>> begin MATERIALS PROVIDED

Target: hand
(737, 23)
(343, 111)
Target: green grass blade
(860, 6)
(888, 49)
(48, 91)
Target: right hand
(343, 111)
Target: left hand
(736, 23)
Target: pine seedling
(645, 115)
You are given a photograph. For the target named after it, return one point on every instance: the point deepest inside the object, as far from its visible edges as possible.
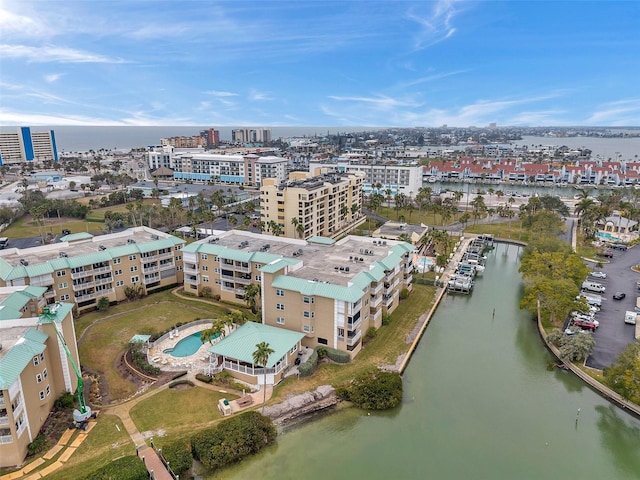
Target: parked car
(585, 324)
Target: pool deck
(165, 361)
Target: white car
(598, 275)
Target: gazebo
(234, 353)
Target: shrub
(373, 390)
(181, 382)
(125, 468)
(337, 356)
(232, 439)
(204, 378)
(178, 454)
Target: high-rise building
(327, 205)
(27, 146)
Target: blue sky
(325, 63)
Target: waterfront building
(332, 291)
(378, 177)
(83, 268)
(34, 368)
(27, 146)
(327, 205)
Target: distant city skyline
(305, 63)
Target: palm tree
(261, 358)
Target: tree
(251, 291)
(624, 375)
(261, 357)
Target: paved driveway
(614, 335)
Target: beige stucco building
(34, 368)
(332, 291)
(327, 205)
(84, 268)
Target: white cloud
(51, 53)
(52, 77)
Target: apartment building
(327, 205)
(84, 268)
(34, 368)
(378, 177)
(27, 146)
(332, 291)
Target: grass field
(109, 332)
(198, 408)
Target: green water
(479, 403)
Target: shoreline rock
(302, 405)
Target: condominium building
(199, 166)
(327, 205)
(34, 367)
(84, 268)
(27, 146)
(332, 291)
(378, 178)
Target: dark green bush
(181, 382)
(232, 439)
(125, 468)
(204, 378)
(373, 390)
(178, 454)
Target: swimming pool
(185, 347)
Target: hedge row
(232, 439)
(125, 468)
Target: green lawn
(104, 444)
(110, 331)
(197, 408)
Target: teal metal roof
(19, 356)
(241, 344)
(74, 237)
(321, 240)
(310, 288)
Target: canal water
(479, 403)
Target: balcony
(351, 341)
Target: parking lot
(613, 335)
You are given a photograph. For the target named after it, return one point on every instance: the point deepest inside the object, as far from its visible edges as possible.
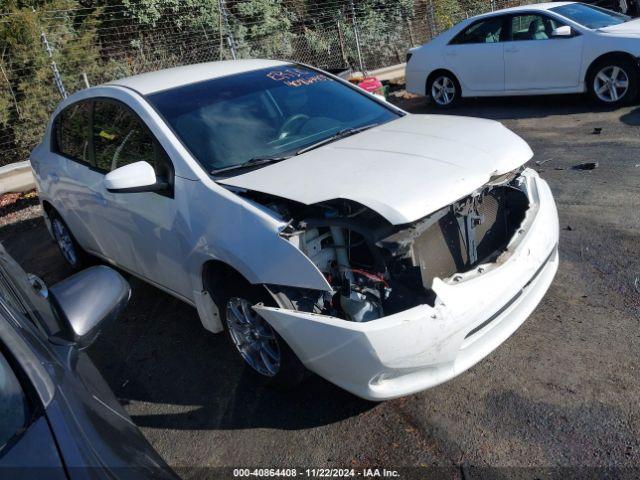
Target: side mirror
(85, 302)
(563, 31)
(132, 178)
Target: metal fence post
(357, 36)
(54, 67)
(231, 41)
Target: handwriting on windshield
(294, 77)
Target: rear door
(475, 55)
(534, 60)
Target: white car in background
(320, 226)
(546, 48)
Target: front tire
(262, 350)
(71, 251)
(614, 82)
(444, 90)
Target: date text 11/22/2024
(316, 472)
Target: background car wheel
(263, 351)
(444, 90)
(71, 251)
(614, 82)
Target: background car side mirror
(132, 178)
(85, 302)
(563, 31)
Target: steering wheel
(292, 125)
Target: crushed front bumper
(424, 346)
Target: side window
(72, 131)
(120, 137)
(532, 27)
(484, 31)
(14, 407)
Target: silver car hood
(403, 169)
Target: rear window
(72, 131)
(590, 16)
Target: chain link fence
(63, 45)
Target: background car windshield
(590, 16)
(270, 112)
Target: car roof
(147, 83)
(532, 6)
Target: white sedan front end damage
(468, 314)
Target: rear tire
(613, 82)
(69, 247)
(444, 90)
(261, 349)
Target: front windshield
(266, 113)
(590, 16)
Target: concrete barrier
(16, 177)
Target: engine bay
(376, 268)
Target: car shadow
(169, 372)
(511, 108)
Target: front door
(535, 60)
(475, 55)
(142, 232)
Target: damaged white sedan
(318, 225)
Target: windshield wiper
(346, 132)
(253, 162)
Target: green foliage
(107, 40)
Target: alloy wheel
(253, 337)
(443, 90)
(65, 242)
(611, 84)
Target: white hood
(403, 170)
(627, 29)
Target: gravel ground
(562, 392)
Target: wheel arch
(438, 71)
(613, 54)
(216, 276)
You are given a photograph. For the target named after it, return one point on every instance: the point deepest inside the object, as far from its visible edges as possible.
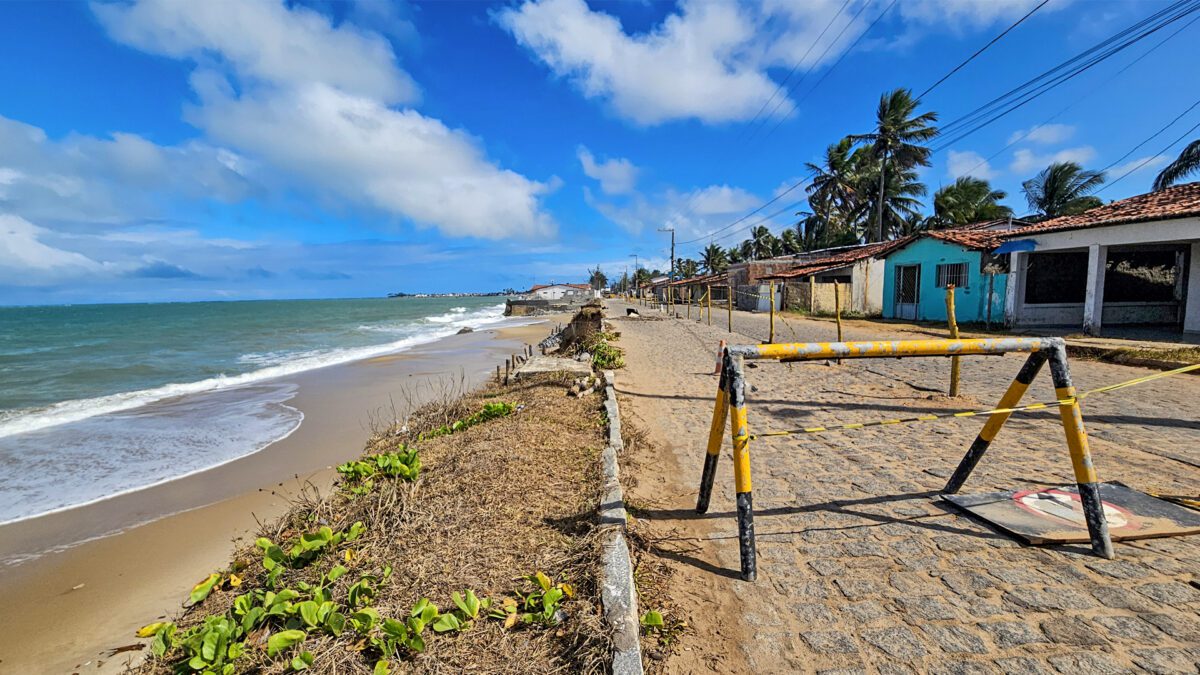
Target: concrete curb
(618, 595)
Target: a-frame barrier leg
(741, 432)
(715, 432)
(1080, 455)
(1011, 398)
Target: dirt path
(861, 567)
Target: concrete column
(1015, 280)
(1192, 306)
(1093, 302)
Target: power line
(1152, 136)
(982, 49)
(1079, 100)
(1018, 97)
(1146, 161)
(761, 207)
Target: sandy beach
(91, 575)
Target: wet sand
(99, 572)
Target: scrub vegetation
(463, 539)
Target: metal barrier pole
(988, 434)
(1080, 455)
(715, 430)
(741, 432)
(708, 294)
(772, 336)
(729, 304)
(954, 335)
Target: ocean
(100, 400)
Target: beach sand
(99, 572)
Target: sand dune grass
(492, 505)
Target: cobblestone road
(862, 568)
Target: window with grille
(953, 273)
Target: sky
(177, 151)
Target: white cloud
(969, 162)
(691, 65)
(967, 15)
(315, 105)
(263, 41)
(1045, 133)
(693, 214)
(1027, 161)
(1138, 166)
(616, 177)
(712, 60)
(25, 258)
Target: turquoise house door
(907, 291)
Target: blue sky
(261, 149)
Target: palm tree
(965, 201)
(1187, 163)
(762, 243)
(898, 141)
(713, 258)
(1062, 189)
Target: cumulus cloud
(693, 214)
(1045, 133)
(316, 103)
(25, 258)
(967, 15)
(264, 41)
(1027, 161)
(712, 60)
(969, 162)
(1139, 165)
(616, 175)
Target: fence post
(954, 335)
(729, 303)
(772, 336)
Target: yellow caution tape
(933, 417)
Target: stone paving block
(829, 641)
(1073, 631)
(857, 589)
(1169, 593)
(1021, 665)
(1013, 633)
(1164, 661)
(1129, 628)
(895, 641)
(954, 639)
(927, 607)
(1049, 598)
(1092, 663)
(963, 668)
(867, 610)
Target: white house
(1131, 262)
(569, 292)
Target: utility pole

>> end MATERIALS PROVIDED

## EXERCISE PROMPT
Starting at the line that holds "Target: front door", copy each line exactly through the end of the listing, both ends included. Leave the pictures out.

## RIGHT ANSWER
Target: front door
(535, 60)
(475, 55)
(142, 232)
Target: damaged white sedan
(318, 225)
Target: windshield wiper
(346, 132)
(253, 162)
Target: green foliage
(107, 40)
Target: alloy wheel
(253, 337)
(443, 90)
(65, 242)
(611, 84)
Target: white hood
(403, 170)
(627, 29)
Target: gravel ground
(562, 392)
Target: wheel arch
(438, 71)
(613, 54)
(216, 276)
You are given a photograph. For the target named after it, return one point on every instance: the point deepest inside the object, as far from its visible edges as possible.
Target: concrete curb
(618, 595)
Target: a-frame barrier leg
(741, 432)
(715, 432)
(1080, 455)
(1011, 398)
Target: dirt path
(861, 567)
Target: concrete column
(1015, 280)
(1192, 306)
(1093, 302)
Target: power line
(1152, 136)
(982, 49)
(1079, 100)
(1018, 97)
(1146, 161)
(761, 207)
Target: sandy beach
(91, 575)
Target: wet sand
(99, 572)
Target: scrub vegetation
(463, 539)
Target: metal barrier pole
(988, 434)
(1080, 455)
(715, 430)
(741, 432)
(708, 294)
(772, 336)
(729, 304)
(954, 335)
Target: ocean
(100, 400)
Target: beach sand
(99, 572)
Target: sand dune grass
(492, 505)
Target: cobblestone road
(862, 568)
Target: window with grille
(953, 273)
Target: sky
(177, 151)
Target: white cloud
(969, 162)
(691, 65)
(967, 15)
(315, 105)
(263, 41)
(1045, 133)
(693, 214)
(1027, 161)
(1138, 166)
(616, 177)
(712, 60)
(25, 258)
Target: turquoise house door
(907, 291)
Target: blue sky
(261, 149)
Target: palm tree
(965, 201)
(1187, 163)
(762, 243)
(898, 141)
(713, 258)
(1062, 189)
Target: cumulus cloud
(693, 214)
(1045, 133)
(316, 103)
(25, 258)
(967, 15)
(264, 41)
(1027, 161)
(712, 60)
(969, 162)
(1139, 165)
(616, 175)
Target: fence post
(954, 335)
(729, 303)
(772, 336)
Target: yellow caution tape
(933, 417)
Target: stone paving block
(829, 641)
(1073, 631)
(857, 589)
(1169, 593)
(1021, 665)
(1013, 633)
(1164, 661)
(1129, 628)
(895, 641)
(954, 639)
(927, 607)
(1049, 598)
(1092, 663)
(963, 668)
(867, 610)
Target: white house
(1131, 262)
(569, 292)
Target: utility pole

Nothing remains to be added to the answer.